*Work order*:
Restate verbatim the span of lines below between the line with "spot the handwritten sign." and the line with "spot the grass patch.", including those two lines, and only that span.

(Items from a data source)
┄┄┄┄┄┄┄┄┄┄
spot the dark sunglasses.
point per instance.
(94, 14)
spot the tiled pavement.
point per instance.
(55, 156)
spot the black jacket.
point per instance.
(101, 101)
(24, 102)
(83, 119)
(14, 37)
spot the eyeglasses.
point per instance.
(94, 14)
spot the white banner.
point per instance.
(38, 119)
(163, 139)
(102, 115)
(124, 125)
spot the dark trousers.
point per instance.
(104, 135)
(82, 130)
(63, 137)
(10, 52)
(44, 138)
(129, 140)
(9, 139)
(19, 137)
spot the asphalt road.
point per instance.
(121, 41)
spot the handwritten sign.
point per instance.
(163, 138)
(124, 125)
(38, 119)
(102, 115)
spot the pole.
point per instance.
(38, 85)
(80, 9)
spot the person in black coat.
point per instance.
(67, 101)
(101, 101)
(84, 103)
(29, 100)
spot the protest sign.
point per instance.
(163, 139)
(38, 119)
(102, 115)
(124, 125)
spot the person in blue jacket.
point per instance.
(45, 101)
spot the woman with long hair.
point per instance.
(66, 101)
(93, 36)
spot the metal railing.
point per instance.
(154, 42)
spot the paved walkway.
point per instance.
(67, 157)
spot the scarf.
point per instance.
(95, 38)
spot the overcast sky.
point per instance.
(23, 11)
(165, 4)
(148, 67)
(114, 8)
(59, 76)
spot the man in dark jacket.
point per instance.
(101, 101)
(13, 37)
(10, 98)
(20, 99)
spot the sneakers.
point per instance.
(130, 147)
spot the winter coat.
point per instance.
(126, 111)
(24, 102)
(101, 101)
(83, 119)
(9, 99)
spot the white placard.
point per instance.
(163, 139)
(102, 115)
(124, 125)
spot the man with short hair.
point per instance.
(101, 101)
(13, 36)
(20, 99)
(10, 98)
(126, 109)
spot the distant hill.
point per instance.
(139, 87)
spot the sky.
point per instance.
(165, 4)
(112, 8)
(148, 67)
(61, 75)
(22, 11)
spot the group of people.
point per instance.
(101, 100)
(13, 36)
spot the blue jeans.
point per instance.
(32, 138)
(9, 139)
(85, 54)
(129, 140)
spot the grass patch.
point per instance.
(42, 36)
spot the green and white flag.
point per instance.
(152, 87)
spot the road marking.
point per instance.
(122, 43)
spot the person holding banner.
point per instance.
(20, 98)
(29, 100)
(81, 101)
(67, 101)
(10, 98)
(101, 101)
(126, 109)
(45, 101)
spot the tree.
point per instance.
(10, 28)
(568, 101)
┄┄┄┄┄┄┄┄┄┄
*The answer*:
spot the handwritten sign.
point per instance.
(163, 138)
(124, 125)
(38, 119)
(102, 115)
spot the pole.
point per instance.
(38, 85)
(80, 9)
spot the person in black coat.
point per instance.
(67, 101)
(101, 101)
(84, 103)
(29, 100)
spot the protest sign.
point per instance.
(163, 139)
(38, 119)
(102, 115)
(124, 125)
spot the person in blue jacket.
point per instance.
(45, 101)
spot the woman with long hair.
point per instance.
(66, 101)
(93, 36)
spot the metal railing.
point per instance.
(154, 42)
spot the paved walkway.
point per instance.
(67, 157)
spot the scarf.
point per instance.
(95, 38)
spot the overcast sky.
point per instance.
(23, 11)
(165, 4)
(148, 67)
(114, 8)
(59, 76)
spot the man in dark jacket.
point per instance.
(101, 101)
(13, 37)
(10, 98)
(20, 99)
spot the sneakers.
point per instance.
(130, 147)
spot the winter coat.
point per instance.
(126, 111)
(24, 102)
(101, 101)
(83, 119)
(9, 99)
spot the white placard.
point per instance.
(163, 139)
(102, 115)
(124, 125)
spot the man with short hair.
point per instance.
(101, 101)
(13, 36)
(20, 99)
(10, 98)
(126, 109)
spot the distant hill.
point per instance.
(139, 87)
spot the sky.
point per instance.
(165, 4)
(112, 8)
(148, 67)
(61, 75)
(22, 11)
spot the group of people.
point per instance.
(101, 100)
(13, 36)
spot the blue jeans.
point per instance.
(32, 138)
(9, 139)
(85, 54)
(129, 140)
spot the grass patch.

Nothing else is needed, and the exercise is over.